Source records
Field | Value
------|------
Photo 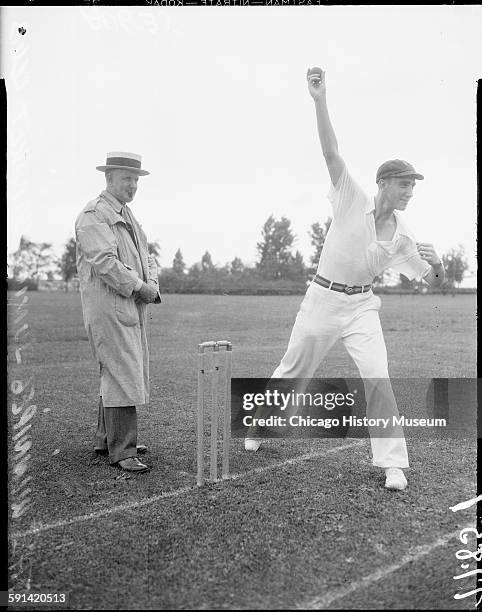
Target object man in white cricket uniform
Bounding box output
[245,68,444,489]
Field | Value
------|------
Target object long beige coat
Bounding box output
[75,191,160,407]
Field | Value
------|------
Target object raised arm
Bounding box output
[306,68,345,185]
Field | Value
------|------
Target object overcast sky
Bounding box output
[2,5,482,282]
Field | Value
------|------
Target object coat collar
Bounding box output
[100,189,124,215]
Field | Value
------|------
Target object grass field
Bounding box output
[9,292,476,610]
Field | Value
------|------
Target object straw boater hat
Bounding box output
[96,151,149,176]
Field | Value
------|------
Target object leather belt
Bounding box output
[313,274,372,295]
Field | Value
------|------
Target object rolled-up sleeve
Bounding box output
[75,211,139,297]
[328,166,368,219]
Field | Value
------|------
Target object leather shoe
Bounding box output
[118,457,149,472]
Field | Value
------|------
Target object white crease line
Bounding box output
[296,528,472,610]
[10,440,364,539]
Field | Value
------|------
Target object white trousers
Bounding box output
[272,283,408,468]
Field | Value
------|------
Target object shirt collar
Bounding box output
[100,189,124,215]
[365,196,416,242]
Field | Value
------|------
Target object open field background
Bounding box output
[9,292,476,609]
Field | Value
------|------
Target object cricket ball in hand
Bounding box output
[308,67,323,79]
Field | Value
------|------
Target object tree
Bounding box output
[59,238,77,291]
[172,249,186,276]
[308,217,332,272]
[201,251,214,272]
[256,215,295,280]
[10,236,59,285]
[147,240,161,268]
[442,245,469,288]
[230,257,244,274]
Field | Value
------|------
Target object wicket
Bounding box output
[197,340,233,487]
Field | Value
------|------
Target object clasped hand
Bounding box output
[135,281,157,304]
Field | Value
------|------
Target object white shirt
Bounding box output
[317,166,431,285]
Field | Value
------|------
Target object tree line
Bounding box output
[9,215,468,294]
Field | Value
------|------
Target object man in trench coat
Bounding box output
[75,152,161,472]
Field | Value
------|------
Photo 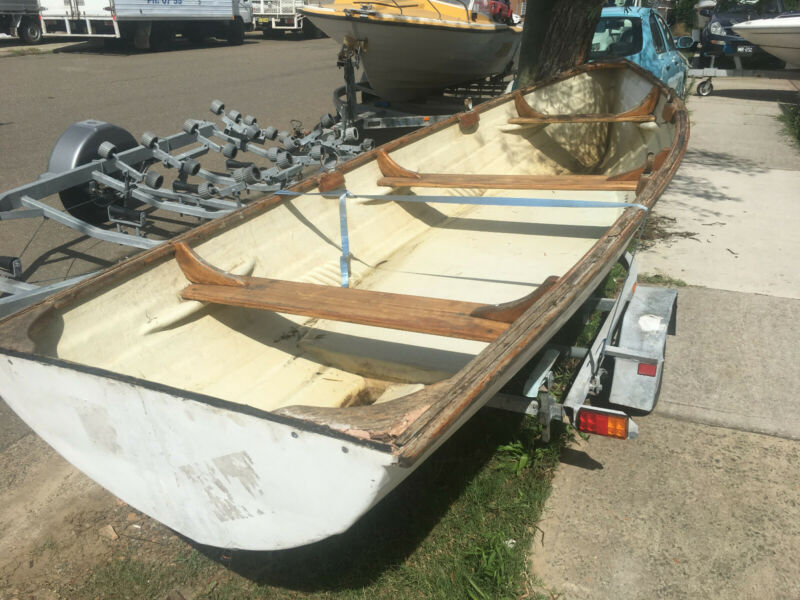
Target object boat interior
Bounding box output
[15,67,675,418]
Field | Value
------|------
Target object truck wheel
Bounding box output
[17,17,42,44]
[228,17,244,46]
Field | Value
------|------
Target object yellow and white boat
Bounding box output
[302,0,522,101]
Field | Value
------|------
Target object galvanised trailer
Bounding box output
[0,100,372,318]
[0,0,42,44]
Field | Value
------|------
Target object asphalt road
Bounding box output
[0,33,343,451]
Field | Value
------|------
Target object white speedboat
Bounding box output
[733,13,800,66]
[303,0,522,101]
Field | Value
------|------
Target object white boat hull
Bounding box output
[306,12,521,101]
[733,16,800,66]
[0,355,406,550]
[0,64,688,550]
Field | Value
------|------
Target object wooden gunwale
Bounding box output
[0,61,689,466]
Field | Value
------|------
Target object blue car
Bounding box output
[589,7,694,98]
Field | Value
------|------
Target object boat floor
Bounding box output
[188,190,628,410]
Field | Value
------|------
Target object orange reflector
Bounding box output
[578,408,628,440]
[636,363,658,377]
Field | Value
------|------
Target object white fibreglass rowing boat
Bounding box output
[733,13,800,67]
[0,63,689,550]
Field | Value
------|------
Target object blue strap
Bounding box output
[339,190,352,287]
[275,190,648,287]
[275,190,648,212]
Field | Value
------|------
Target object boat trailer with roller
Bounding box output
[0,100,373,317]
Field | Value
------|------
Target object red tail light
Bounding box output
[577,406,628,440]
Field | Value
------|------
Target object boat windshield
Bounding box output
[589,17,642,60]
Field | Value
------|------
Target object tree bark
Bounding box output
[517,0,604,87]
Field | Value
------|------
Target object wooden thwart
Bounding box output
[508,86,659,125]
[173,242,558,342]
[376,150,636,192]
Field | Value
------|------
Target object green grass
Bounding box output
[69,409,565,600]
[778,104,800,148]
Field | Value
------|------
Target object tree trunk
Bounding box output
[517,0,604,87]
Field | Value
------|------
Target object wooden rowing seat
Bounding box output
[376,150,644,192]
[173,242,558,342]
[508,86,659,125]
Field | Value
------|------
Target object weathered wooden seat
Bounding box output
[377,150,637,192]
[508,86,659,125]
[173,243,558,342]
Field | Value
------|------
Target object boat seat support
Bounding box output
[376,150,636,192]
[172,242,558,342]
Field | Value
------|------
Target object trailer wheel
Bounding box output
[17,17,42,44]
[228,17,244,46]
[303,19,328,40]
[47,121,141,225]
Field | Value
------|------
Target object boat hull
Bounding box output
[306,10,521,101]
[0,355,406,550]
[733,16,800,66]
[0,64,688,550]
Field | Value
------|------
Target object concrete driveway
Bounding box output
[533,79,800,600]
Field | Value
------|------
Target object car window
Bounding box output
[656,14,675,50]
[714,0,788,14]
[650,13,667,54]
[589,17,642,60]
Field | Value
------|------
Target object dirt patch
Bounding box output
[639,215,700,250]
[0,434,182,600]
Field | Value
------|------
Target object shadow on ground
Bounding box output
[189,409,523,592]
[53,38,258,56]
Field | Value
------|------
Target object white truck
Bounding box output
[253,0,324,38]
[0,0,253,50]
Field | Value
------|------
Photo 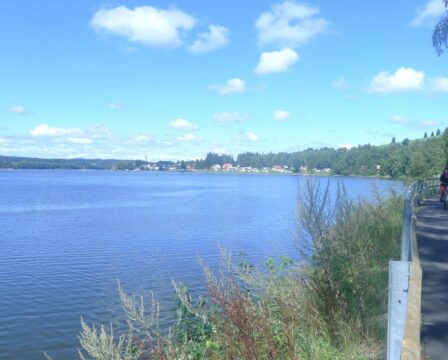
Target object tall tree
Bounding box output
[432,0,448,56]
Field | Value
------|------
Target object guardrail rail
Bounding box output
[387,177,439,360]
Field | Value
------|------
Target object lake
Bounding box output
[0,170,405,360]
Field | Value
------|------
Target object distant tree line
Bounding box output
[193,130,448,178]
[0,129,448,178]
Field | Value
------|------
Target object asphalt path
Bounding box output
[417,199,448,360]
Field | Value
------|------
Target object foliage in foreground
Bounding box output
[76,182,403,360]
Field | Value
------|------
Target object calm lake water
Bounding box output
[0,170,404,360]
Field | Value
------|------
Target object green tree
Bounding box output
[432,0,448,56]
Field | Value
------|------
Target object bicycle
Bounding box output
[440,183,448,210]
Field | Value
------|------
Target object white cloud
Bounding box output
[9,105,28,115]
[189,25,230,54]
[411,0,446,27]
[30,124,81,137]
[67,137,95,145]
[176,134,197,142]
[421,119,442,126]
[332,78,350,89]
[90,6,196,47]
[209,78,247,95]
[246,131,259,142]
[255,48,299,74]
[337,144,355,150]
[274,110,290,121]
[255,1,329,47]
[429,77,448,92]
[369,67,425,94]
[109,101,125,110]
[390,115,409,124]
[390,115,443,130]
[168,119,197,130]
[213,112,248,122]
[130,132,153,143]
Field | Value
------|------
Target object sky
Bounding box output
[0,0,448,160]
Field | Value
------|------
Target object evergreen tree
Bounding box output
[432,0,448,56]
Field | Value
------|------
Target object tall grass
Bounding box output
[74,181,403,360]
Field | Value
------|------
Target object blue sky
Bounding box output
[0,0,448,160]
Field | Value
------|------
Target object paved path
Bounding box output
[417,199,448,360]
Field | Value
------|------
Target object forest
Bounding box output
[0,129,448,178]
[194,130,448,178]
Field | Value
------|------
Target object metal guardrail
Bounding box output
[387,177,439,360]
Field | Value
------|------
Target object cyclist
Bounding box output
[440,167,448,201]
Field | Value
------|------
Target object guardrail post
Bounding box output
[387,261,410,360]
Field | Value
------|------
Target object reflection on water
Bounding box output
[0,170,404,359]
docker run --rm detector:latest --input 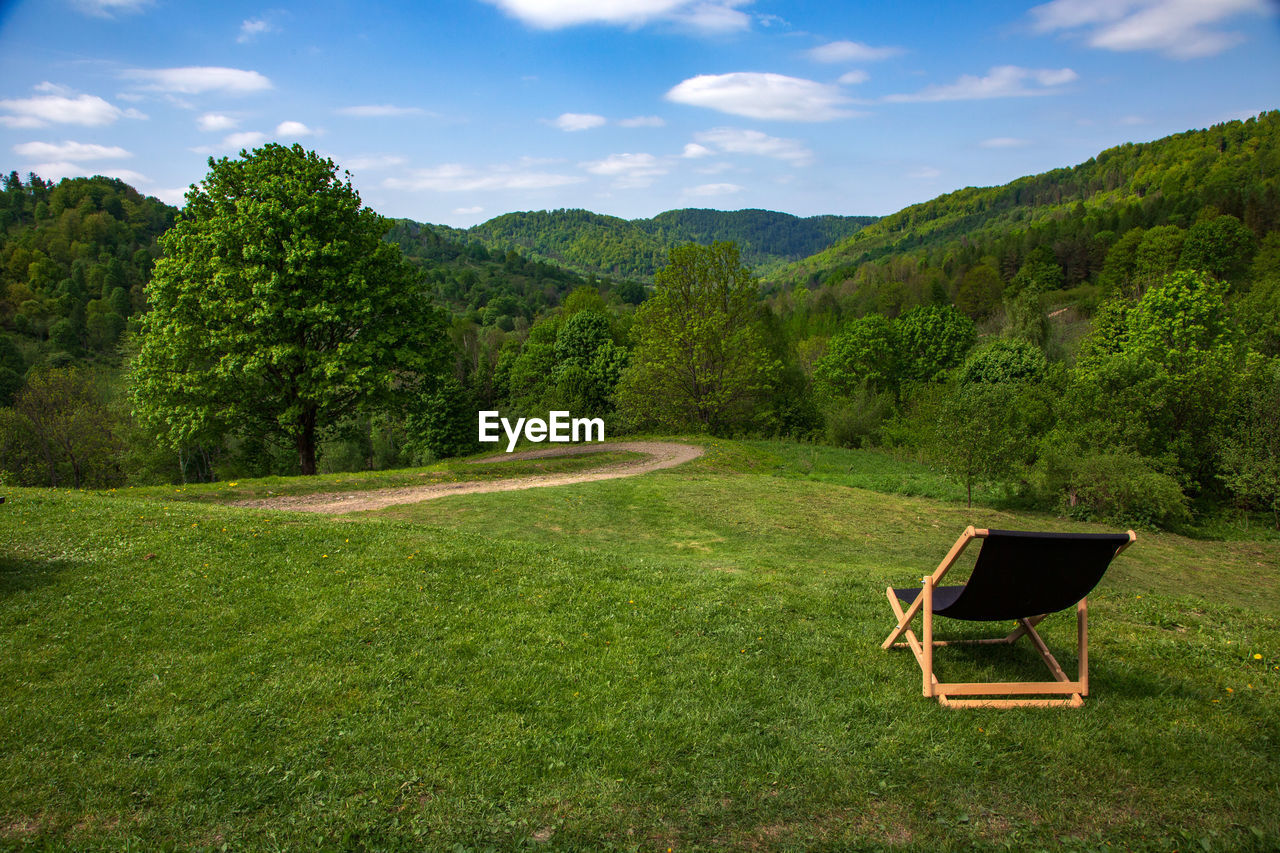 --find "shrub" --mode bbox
[1036,447,1190,528]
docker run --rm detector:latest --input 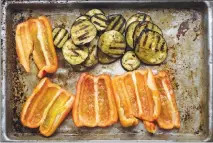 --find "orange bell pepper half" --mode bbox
[112,73,139,127]
[21,78,74,136]
[15,21,33,72]
[16,16,58,78]
[39,89,74,136]
[143,121,157,133]
[112,70,161,129]
[72,73,118,127]
[133,69,161,121]
[155,71,180,129]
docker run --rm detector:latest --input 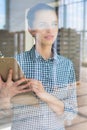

**Written task**. Please count the lines in the entries above that contain the string "tall". Give only the number.

**Task output**. 2